How many lines of the records below contain the string "white", counting only matches with the same capitalization? Reply with the number alone.

▶ **Input material**:
** Start **

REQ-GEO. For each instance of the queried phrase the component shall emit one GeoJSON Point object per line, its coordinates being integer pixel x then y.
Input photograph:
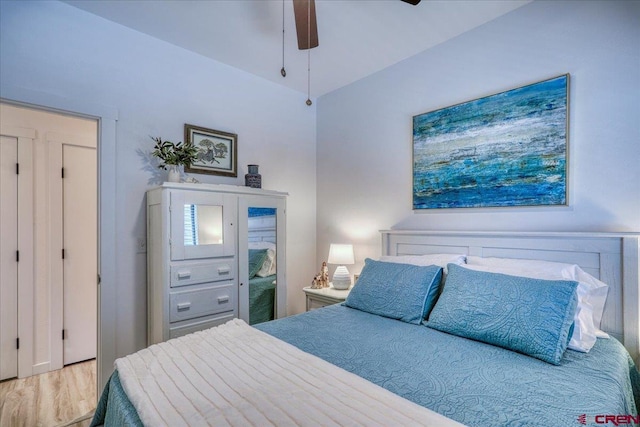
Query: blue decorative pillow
{"type": "Point", "coordinates": [530, 316]}
{"type": "Point", "coordinates": [256, 259]}
{"type": "Point", "coordinates": [399, 291]}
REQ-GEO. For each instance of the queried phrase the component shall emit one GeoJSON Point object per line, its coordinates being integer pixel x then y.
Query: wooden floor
{"type": "Point", "coordinates": [66, 397]}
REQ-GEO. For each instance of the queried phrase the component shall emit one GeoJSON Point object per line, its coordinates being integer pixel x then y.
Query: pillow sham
{"type": "Point", "coordinates": [256, 260]}
{"type": "Point", "coordinates": [399, 291]}
{"type": "Point", "coordinates": [530, 316]}
{"type": "Point", "coordinates": [424, 260]}
{"type": "Point", "coordinates": [592, 293]}
{"type": "Point", "coordinates": [269, 266]}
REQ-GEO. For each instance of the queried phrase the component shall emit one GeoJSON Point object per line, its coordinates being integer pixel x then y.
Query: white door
{"type": "Point", "coordinates": [80, 257]}
{"type": "Point", "coordinates": [8, 261]}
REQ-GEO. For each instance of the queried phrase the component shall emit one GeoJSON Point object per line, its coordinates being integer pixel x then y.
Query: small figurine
{"type": "Point", "coordinates": [321, 280]}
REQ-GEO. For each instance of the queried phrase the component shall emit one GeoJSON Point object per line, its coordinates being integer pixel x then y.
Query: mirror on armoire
{"type": "Point", "coordinates": [262, 268]}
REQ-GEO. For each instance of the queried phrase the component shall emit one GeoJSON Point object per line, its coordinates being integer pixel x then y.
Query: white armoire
{"type": "Point", "coordinates": [199, 254]}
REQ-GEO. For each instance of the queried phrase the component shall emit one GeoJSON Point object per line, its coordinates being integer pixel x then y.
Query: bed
{"type": "Point", "coordinates": [382, 364]}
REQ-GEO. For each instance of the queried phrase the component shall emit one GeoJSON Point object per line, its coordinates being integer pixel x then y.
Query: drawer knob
{"type": "Point", "coordinates": [184, 306]}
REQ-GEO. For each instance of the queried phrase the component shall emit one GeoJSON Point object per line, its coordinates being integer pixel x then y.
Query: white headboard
{"type": "Point", "coordinates": [613, 258]}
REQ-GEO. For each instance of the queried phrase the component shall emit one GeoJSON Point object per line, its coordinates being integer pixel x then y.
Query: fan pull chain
{"type": "Point", "coordinates": [309, 53]}
{"type": "Point", "coordinates": [283, 72]}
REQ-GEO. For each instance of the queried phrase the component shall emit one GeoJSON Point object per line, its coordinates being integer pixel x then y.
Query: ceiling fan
{"type": "Point", "coordinates": [306, 25]}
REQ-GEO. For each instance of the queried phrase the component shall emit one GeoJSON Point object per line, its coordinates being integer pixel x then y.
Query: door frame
{"type": "Point", "coordinates": [107, 118]}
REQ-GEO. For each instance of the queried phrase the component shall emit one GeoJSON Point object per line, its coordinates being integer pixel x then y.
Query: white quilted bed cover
{"type": "Point", "coordinates": [235, 375]}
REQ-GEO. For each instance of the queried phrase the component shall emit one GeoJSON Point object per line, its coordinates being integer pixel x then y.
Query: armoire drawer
{"type": "Point", "coordinates": [190, 304]}
{"type": "Point", "coordinates": [191, 273]}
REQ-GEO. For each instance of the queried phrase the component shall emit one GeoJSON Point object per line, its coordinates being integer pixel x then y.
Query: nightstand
{"type": "Point", "coordinates": [317, 298]}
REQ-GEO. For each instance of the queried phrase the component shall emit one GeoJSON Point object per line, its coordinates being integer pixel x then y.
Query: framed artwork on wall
{"type": "Point", "coordinates": [217, 151]}
{"type": "Point", "coordinates": [503, 150]}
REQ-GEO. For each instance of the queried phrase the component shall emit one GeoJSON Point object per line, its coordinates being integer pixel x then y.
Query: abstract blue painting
{"type": "Point", "coordinates": [507, 149]}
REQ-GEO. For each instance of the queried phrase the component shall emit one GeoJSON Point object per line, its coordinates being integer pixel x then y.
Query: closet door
{"type": "Point", "coordinates": [8, 264]}
{"type": "Point", "coordinates": [80, 260]}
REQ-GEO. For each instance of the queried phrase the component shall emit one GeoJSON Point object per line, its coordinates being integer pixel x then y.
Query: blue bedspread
{"type": "Point", "coordinates": [471, 382]}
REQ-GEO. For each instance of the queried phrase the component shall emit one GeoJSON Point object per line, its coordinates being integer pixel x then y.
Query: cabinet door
{"type": "Point", "coordinates": [262, 295]}
{"type": "Point", "coordinates": [202, 224]}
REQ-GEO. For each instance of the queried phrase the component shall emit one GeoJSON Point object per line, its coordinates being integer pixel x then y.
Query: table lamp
{"type": "Point", "coordinates": [341, 255]}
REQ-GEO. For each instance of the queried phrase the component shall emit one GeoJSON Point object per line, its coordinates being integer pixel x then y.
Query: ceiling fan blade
{"type": "Point", "coordinates": [307, 30]}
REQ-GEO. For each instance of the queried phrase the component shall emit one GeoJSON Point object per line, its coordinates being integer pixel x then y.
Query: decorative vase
{"type": "Point", "coordinates": [174, 173]}
{"type": "Point", "coordinates": [253, 179]}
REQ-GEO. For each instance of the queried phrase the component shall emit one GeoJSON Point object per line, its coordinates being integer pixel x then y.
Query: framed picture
{"type": "Point", "coordinates": [507, 149]}
{"type": "Point", "coordinates": [217, 151]}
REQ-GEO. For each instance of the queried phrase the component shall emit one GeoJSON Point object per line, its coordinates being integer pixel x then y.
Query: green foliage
{"type": "Point", "coordinates": [174, 154]}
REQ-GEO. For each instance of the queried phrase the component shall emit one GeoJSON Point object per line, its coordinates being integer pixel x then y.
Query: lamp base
{"type": "Point", "coordinates": [341, 279]}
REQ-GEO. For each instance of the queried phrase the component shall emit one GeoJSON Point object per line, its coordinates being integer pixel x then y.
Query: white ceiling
{"type": "Point", "coordinates": [356, 37]}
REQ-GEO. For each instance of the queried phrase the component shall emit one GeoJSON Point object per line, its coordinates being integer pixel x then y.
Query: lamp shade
{"type": "Point", "coordinates": [341, 254]}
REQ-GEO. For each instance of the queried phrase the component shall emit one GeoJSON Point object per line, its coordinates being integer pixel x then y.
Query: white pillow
{"type": "Point", "coordinates": [592, 293]}
{"type": "Point", "coordinates": [269, 265]}
{"type": "Point", "coordinates": [425, 260]}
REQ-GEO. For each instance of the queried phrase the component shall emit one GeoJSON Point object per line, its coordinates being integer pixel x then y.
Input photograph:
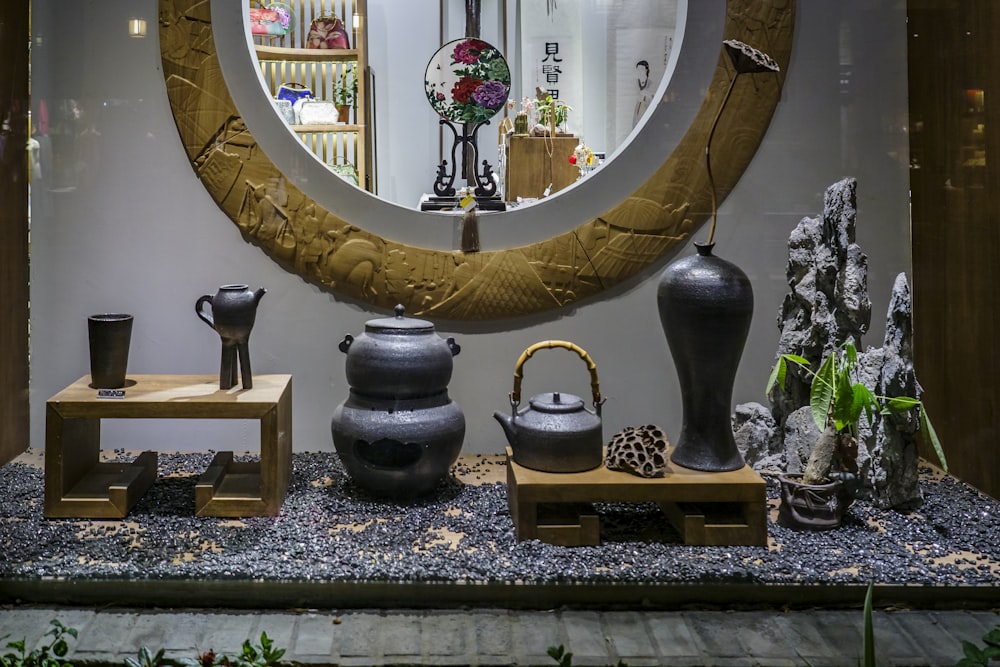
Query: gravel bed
{"type": "Point", "coordinates": [330, 530]}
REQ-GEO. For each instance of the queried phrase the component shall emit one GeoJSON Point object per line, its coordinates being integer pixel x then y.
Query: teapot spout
{"type": "Point", "coordinates": [507, 422]}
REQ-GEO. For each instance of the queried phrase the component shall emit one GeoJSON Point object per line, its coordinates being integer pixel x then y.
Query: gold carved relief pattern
{"type": "Point", "coordinates": [344, 258]}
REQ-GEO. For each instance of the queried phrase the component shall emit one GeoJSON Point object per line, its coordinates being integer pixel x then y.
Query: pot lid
{"type": "Point", "coordinates": [399, 324]}
{"type": "Point", "coordinates": [554, 401]}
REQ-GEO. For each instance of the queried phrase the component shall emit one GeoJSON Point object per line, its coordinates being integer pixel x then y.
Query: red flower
{"type": "Point", "coordinates": [462, 91]}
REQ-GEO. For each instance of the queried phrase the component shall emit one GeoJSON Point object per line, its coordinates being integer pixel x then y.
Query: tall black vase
{"type": "Point", "coordinates": [706, 305]}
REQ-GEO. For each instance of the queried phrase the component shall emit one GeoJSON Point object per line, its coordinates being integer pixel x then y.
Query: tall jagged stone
{"type": "Point", "coordinates": [888, 462]}
{"type": "Point", "coordinates": [828, 303]}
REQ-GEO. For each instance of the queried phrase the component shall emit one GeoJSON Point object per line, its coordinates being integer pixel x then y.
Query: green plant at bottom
{"type": "Point", "coordinates": [869, 637]}
{"type": "Point", "coordinates": [564, 658]}
{"type": "Point", "coordinates": [263, 654]}
{"type": "Point", "coordinates": [837, 404]}
{"type": "Point", "coordinates": [147, 658]}
{"type": "Point", "coordinates": [981, 657]}
{"type": "Point", "coordinates": [48, 654]}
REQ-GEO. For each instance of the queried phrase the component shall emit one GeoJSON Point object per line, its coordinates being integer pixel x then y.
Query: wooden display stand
{"type": "Point", "coordinates": [77, 484]}
{"type": "Point", "coordinates": [530, 168]}
{"type": "Point", "coordinates": [706, 508]}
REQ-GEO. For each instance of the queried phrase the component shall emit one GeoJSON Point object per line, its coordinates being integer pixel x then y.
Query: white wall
{"type": "Point", "coordinates": [138, 233]}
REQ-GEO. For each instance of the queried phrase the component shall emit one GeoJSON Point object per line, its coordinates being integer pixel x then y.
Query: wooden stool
{"type": "Point", "coordinates": [706, 508]}
{"type": "Point", "coordinates": [77, 484]}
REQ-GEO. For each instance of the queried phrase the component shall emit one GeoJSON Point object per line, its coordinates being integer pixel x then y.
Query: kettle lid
{"type": "Point", "coordinates": [556, 402]}
{"type": "Point", "coordinates": [399, 324]}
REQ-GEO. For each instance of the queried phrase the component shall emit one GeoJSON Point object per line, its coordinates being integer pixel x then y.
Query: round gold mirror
{"type": "Point", "coordinates": [361, 248]}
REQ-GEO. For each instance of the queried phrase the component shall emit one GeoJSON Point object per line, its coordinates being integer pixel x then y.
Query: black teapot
{"type": "Point", "coordinates": [555, 432]}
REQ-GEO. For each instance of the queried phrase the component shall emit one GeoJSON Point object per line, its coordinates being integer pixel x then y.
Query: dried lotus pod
{"type": "Point", "coordinates": [640, 450]}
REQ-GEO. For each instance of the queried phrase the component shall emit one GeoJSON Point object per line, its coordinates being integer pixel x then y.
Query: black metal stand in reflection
{"type": "Point", "coordinates": [445, 196]}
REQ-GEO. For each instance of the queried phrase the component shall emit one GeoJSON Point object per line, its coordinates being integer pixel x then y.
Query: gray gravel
{"type": "Point", "coordinates": [331, 530]}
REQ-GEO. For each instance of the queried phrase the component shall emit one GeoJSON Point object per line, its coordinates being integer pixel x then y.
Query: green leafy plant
{"type": "Point", "coordinates": [263, 654]}
{"type": "Point", "coordinates": [562, 657]}
{"type": "Point", "coordinates": [868, 646]}
{"type": "Point", "coordinates": [48, 654]}
{"type": "Point", "coordinates": [550, 108]}
{"type": "Point", "coordinates": [837, 403]}
{"type": "Point", "coordinates": [981, 657]}
{"type": "Point", "coordinates": [345, 91]}
{"type": "Point", "coordinates": [147, 658]}
{"type": "Point", "coordinates": [257, 655]}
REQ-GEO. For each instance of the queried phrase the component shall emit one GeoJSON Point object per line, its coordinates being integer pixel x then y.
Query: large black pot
{"type": "Point", "coordinates": [398, 357]}
{"type": "Point", "coordinates": [706, 305]}
{"type": "Point", "coordinates": [398, 433]}
{"type": "Point", "coordinates": [399, 453]}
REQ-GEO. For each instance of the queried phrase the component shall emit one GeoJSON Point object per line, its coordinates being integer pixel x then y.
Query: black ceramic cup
{"type": "Point", "coordinates": [110, 335]}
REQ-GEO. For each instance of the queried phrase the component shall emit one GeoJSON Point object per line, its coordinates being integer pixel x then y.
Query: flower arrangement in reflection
{"type": "Point", "coordinates": [478, 84]}
{"type": "Point", "coordinates": [746, 60]}
{"type": "Point", "coordinates": [583, 158]}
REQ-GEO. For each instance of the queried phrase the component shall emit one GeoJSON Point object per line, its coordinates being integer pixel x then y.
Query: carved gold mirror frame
{"type": "Point", "coordinates": [342, 256]}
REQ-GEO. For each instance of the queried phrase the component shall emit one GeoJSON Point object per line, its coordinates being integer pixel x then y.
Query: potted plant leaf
{"type": "Point", "coordinates": [818, 498]}
{"type": "Point", "coordinates": [552, 116]}
{"type": "Point", "coordinates": [345, 93]}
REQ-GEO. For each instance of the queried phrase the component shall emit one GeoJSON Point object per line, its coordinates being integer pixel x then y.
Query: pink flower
{"type": "Point", "coordinates": [468, 52]}
{"type": "Point", "coordinates": [463, 89]}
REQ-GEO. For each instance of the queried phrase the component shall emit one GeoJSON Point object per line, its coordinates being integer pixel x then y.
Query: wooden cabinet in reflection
{"type": "Point", "coordinates": [344, 147]}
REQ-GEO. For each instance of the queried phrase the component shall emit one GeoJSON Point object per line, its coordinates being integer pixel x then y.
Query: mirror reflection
{"type": "Point", "coordinates": [594, 67]}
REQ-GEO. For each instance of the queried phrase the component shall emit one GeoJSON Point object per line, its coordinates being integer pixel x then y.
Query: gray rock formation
{"type": "Point", "coordinates": [827, 306]}
{"type": "Point", "coordinates": [888, 463]}
{"type": "Point", "coordinates": [799, 435]}
{"type": "Point", "coordinates": [757, 437]}
{"type": "Point", "coordinates": [828, 303]}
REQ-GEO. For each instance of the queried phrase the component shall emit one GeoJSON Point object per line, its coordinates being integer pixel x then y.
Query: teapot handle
{"type": "Point", "coordinates": [595, 384]}
{"type": "Point", "coordinates": [206, 318]}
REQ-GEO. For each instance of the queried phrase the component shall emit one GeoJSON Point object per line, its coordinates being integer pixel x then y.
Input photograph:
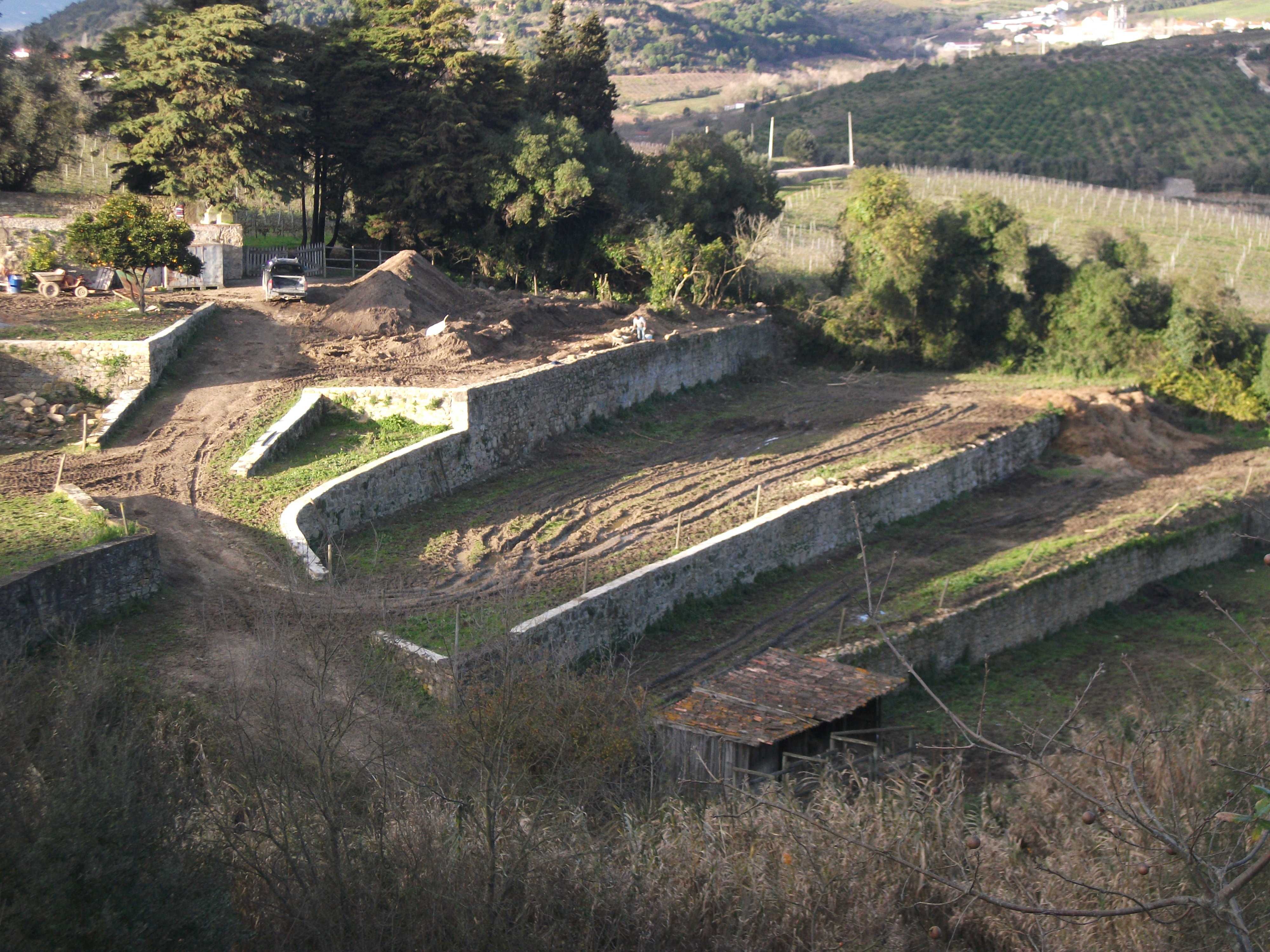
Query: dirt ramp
{"type": "Point", "coordinates": [402, 295]}
{"type": "Point", "coordinates": [1120, 432]}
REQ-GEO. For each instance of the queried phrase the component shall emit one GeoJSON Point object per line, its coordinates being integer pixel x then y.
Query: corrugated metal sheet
{"type": "Point", "coordinates": [777, 696]}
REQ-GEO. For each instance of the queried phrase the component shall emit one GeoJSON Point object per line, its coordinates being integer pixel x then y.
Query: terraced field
{"type": "Point", "coordinates": [667, 475]}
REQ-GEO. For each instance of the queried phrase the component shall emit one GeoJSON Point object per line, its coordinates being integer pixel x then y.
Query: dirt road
{"type": "Point", "coordinates": [243, 357]}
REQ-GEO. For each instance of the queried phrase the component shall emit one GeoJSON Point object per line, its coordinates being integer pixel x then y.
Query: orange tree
{"type": "Point", "coordinates": [129, 235]}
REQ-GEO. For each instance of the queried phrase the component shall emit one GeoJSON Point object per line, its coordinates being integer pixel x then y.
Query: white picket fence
{"type": "Point", "coordinates": [313, 258]}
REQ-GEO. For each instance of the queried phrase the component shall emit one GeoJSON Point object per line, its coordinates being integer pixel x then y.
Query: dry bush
{"type": "Point", "coordinates": [101, 842]}
{"type": "Point", "coordinates": [355, 813]}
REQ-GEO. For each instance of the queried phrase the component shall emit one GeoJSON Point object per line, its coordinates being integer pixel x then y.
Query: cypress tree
{"type": "Point", "coordinates": [572, 74]}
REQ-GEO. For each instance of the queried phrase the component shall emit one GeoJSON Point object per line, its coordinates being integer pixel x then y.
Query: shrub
{"type": "Point", "coordinates": [100, 846]}
{"type": "Point", "coordinates": [802, 145]}
{"type": "Point", "coordinates": [1210, 389]}
{"type": "Point", "coordinates": [1092, 329]}
{"type": "Point", "coordinates": [1207, 324]}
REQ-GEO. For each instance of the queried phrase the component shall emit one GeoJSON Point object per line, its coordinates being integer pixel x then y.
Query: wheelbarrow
{"type": "Point", "coordinates": [53, 284]}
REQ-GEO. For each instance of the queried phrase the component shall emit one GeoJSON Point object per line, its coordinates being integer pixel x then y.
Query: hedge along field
{"type": "Point", "coordinates": [1116, 116]}
{"type": "Point", "coordinates": [1186, 238]}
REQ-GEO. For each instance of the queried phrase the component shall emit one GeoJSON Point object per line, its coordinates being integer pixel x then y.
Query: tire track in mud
{"type": "Point", "coordinates": [608, 516]}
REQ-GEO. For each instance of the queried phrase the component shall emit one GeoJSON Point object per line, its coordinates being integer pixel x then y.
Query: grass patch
{"type": "Point", "coordinates": [43, 527]}
{"type": "Point", "coordinates": [110, 321]}
{"type": "Point", "coordinates": [342, 444]}
{"type": "Point", "coordinates": [478, 624]}
{"type": "Point", "coordinates": [1155, 649]}
{"type": "Point", "coordinates": [272, 242]}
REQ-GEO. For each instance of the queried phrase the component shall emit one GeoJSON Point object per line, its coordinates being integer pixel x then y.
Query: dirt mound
{"type": "Point", "coordinates": [1118, 433]}
{"type": "Point", "coordinates": [402, 295]}
{"type": "Point", "coordinates": [501, 332]}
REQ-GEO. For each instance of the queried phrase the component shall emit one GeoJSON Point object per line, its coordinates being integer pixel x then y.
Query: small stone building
{"type": "Point", "coordinates": [742, 723]}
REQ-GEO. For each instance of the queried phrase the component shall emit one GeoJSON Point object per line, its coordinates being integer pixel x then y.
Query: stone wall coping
{"type": "Point", "coordinates": [6, 581]}
{"type": "Point", "coordinates": [81, 498]}
{"type": "Point", "coordinates": [35, 223]}
{"type": "Point", "coordinates": [1187, 549]}
{"type": "Point", "coordinates": [575, 615]}
{"type": "Point", "coordinates": [289, 520]}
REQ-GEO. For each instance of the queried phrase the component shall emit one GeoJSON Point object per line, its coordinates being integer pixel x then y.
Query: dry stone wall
{"type": "Point", "coordinates": [793, 535]}
{"type": "Point", "coordinates": [1056, 600]}
{"type": "Point", "coordinates": [106, 366]}
{"type": "Point", "coordinates": [498, 423]}
{"type": "Point", "coordinates": [58, 596]}
{"type": "Point", "coordinates": [429, 408]}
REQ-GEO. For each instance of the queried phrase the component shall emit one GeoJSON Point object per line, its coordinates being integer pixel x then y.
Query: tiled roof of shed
{"type": "Point", "coordinates": [777, 696]}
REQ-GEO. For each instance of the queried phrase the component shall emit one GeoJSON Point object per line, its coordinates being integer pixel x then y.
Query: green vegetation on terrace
{"type": "Point", "coordinates": [980, 545]}
{"type": "Point", "coordinates": [1116, 116]}
{"type": "Point", "coordinates": [109, 321]}
{"type": "Point", "coordinates": [340, 445]}
{"type": "Point", "coordinates": [1156, 649]}
{"type": "Point", "coordinates": [43, 527]}
{"type": "Point", "coordinates": [1240, 10]}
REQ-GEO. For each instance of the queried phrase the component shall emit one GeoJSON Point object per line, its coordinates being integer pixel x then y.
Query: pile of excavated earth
{"type": "Point", "coordinates": [407, 324]}
{"type": "Point", "coordinates": [45, 417]}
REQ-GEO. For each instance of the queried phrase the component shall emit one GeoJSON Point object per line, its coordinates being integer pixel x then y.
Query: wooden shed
{"type": "Point", "coordinates": [741, 724]}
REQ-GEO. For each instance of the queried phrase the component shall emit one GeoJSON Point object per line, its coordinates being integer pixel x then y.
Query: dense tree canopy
{"type": "Point", "coordinates": [41, 112]}
{"type": "Point", "coordinates": [705, 181]}
{"type": "Point", "coordinates": [393, 126]}
{"type": "Point", "coordinates": [201, 103]}
{"type": "Point", "coordinates": [924, 280]}
{"type": "Point", "coordinates": [571, 77]}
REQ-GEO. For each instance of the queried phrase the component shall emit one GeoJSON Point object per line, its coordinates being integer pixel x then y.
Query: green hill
{"type": "Point", "coordinates": [1114, 116]}
{"type": "Point", "coordinates": [645, 35]}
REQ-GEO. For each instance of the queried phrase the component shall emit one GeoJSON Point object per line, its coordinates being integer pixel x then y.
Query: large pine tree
{"type": "Point", "coordinates": [571, 77]}
{"type": "Point", "coordinates": [200, 102]}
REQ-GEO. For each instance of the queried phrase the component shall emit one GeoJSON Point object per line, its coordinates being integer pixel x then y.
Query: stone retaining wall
{"type": "Point", "coordinates": [426, 407]}
{"type": "Point", "coordinates": [793, 535]}
{"type": "Point", "coordinates": [498, 423]}
{"type": "Point", "coordinates": [106, 366]}
{"type": "Point", "coordinates": [55, 597]}
{"type": "Point", "coordinates": [1047, 604]}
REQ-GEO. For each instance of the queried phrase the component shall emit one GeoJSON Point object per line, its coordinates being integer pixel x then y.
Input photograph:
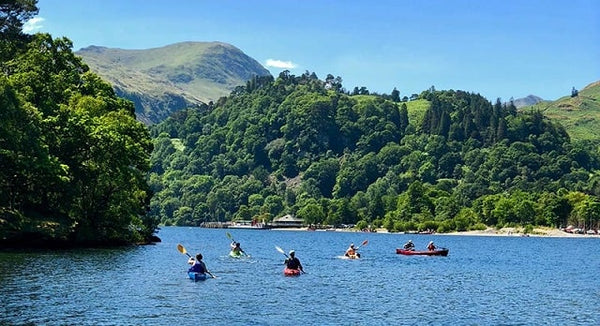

** End **

▶ **Answer to the problem**: 8